> [Free-text object descriptions]:
··········

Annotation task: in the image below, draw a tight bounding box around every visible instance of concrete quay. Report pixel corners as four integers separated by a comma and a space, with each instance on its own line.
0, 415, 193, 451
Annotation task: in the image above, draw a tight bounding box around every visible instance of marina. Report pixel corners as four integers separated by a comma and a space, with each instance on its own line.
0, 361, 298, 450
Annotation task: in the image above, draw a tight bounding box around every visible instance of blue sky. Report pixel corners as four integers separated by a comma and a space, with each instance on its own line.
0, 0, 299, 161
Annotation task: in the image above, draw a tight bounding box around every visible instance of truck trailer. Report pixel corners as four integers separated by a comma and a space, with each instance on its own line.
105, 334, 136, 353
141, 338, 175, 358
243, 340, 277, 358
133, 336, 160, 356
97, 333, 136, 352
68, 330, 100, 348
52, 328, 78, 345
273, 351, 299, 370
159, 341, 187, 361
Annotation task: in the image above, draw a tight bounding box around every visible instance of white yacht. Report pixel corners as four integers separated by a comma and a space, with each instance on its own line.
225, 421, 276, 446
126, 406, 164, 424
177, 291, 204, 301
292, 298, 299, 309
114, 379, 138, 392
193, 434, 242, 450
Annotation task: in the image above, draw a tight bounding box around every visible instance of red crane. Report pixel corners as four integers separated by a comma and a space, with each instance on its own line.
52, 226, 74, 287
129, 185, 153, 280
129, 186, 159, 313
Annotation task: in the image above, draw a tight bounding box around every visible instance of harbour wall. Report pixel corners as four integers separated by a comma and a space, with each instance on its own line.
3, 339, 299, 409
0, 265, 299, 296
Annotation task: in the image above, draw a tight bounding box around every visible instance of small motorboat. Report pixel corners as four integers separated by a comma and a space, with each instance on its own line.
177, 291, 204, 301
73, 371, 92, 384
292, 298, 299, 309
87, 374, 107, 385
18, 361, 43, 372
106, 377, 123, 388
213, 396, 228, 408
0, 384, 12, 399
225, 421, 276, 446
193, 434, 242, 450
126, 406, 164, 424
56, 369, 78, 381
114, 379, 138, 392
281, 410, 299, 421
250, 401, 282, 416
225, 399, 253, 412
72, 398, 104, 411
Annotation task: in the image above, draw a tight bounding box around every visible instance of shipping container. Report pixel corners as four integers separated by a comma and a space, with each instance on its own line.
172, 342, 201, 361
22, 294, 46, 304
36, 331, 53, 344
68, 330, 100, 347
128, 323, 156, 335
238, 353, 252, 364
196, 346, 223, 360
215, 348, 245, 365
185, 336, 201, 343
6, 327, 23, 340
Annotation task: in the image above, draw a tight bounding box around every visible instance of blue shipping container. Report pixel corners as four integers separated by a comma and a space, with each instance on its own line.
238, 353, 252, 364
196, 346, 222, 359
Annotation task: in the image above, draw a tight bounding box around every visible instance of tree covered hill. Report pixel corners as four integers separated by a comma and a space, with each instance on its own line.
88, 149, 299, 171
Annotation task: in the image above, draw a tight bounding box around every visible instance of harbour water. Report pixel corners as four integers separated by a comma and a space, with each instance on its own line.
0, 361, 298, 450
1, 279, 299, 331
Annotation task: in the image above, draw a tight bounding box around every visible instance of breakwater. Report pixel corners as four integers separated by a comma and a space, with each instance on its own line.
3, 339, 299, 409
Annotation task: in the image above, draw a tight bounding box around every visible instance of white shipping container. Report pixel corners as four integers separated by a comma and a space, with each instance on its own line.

··········

> [WHAT YOU NEED TO DO]:
Start at the top line of the records and retype them all exactly.

> [ANSWER FOR THIS EXERCISE]:
Annotation task: in the image below, draw a tight bounding box around every visible instance of concrete quay. Report pixel corners as four integers separated by a comma and a space, with each instance on its own line.
0, 415, 193, 451
Annotation task: in the image above, draw a tight bounding box around every visible instance of marina. Report pixel corners as four integers separated by a comma and a space, with each instance on its own line.
0, 361, 298, 450
Annotation task: in the image above, draw a tight bounding box around every visible instance of blue sky. Report pixel corners as four integers separated by a comma and a space, with each instance on its own line.
0, 0, 299, 161
Annotation task: in the image above, draw a tight bounding box around every visible instance of truck trailer. Report pixel corners as four integers separated by a comma and a space, with each instance on its own line.
105, 334, 136, 353
141, 338, 175, 358
243, 340, 277, 358
133, 336, 160, 356
97, 333, 136, 352
68, 330, 100, 348
52, 328, 78, 345
273, 351, 299, 370
159, 341, 187, 361
Annotation task: in the image above, draw a tight bounding box around every visible instance of white yacht. Report pixel corners as four integers separated by a comma and a space, with each instance on its own line.
225, 421, 276, 446
126, 406, 164, 424
177, 291, 204, 301
292, 298, 299, 309
114, 379, 138, 392
193, 434, 242, 450
Annotation task: in the image above, draw a tight bounding box around every visible instance of red crane. Report pixel corners as four integers separated by a comma and a space, with each instance on its own line.
52, 226, 74, 287
129, 185, 153, 280
129, 186, 159, 313
Annotation task: in the image above, draw a tight bounding box around every visible instance of harbour wall. Report pixel corners as four integers separated by a comma and a space, with each instance on its own line.
3, 339, 299, 409
0, 265, 299, 296
Annotation task: in the image above, draw a tight bounding box around every visible instance of small motorboat. Report pixel corners as four integers separated by a comma and a space, with each instance on its own line.
177, 291, 204, 301
73, 371, 92, 384
292, 298, 299, 309
87, 374, 107, 385
18, 361, 43, 372
106, 377, 123, 388
213, 396, 228, 408
0, 384, 12, 399
225, 421, 276, 446
193, 434, 242, 450
126, 406, 164, 424
56, 369, 78, 381
114, 379, 138, 392
281, 410, 299, 421
250, 401, 282, 416
225, 399, 253, 412
72, 398, 104, 411
Annotation task: in the image above, draw a tight bounding box around every visible instance of shipping container. Report pixel corners as four integers separated by a comma and a space, with each instance on its own line.
172, 342, 201, 361
22, 294, 46, 304
36, 331, 53, 344
68, 330, 100, 347
128, 323, 156, 335
238, 353, 252, 364
196, 346, 223, 360
215, 348, 245, 365
185, 336, 201, 343
6, 327, 23, 340
Annotation task: in the image above, draw a tight bounding box around every visible instance of blue shipping container. Report pixel corners as four integers separated by a comma and a space, with each instance on its own line.
238, 353, 252, 364
196, 346, 222, 359
Annotation task: in the image above, draw a tight bounding box around every visible instance of tree covered hill. Report pixel corners as four integers separated by a comma and a space, with each instance on its own line.
88, 149, 299, 171
Annotation task: in the image above, draw a tight bounding box around every visible instance of harbour water. Report pixel corners as four integers separated by a comma and a space, with each instance on its own line.
0, 361, 298, 450
1, 279, 299, 331
Annotation task: in the image above, draw a tight bounding box around every visible instance of breakwater. Report pixel corners as four integers separated by a comma and a space, with each instance on its own line.
3, 339, 299, 409
Annotation task: in the image above, draw a tight bounding box around every visible instance of white shipping container. Report pixel corners as four integers separated by a comma and a space, with each instance on its own line.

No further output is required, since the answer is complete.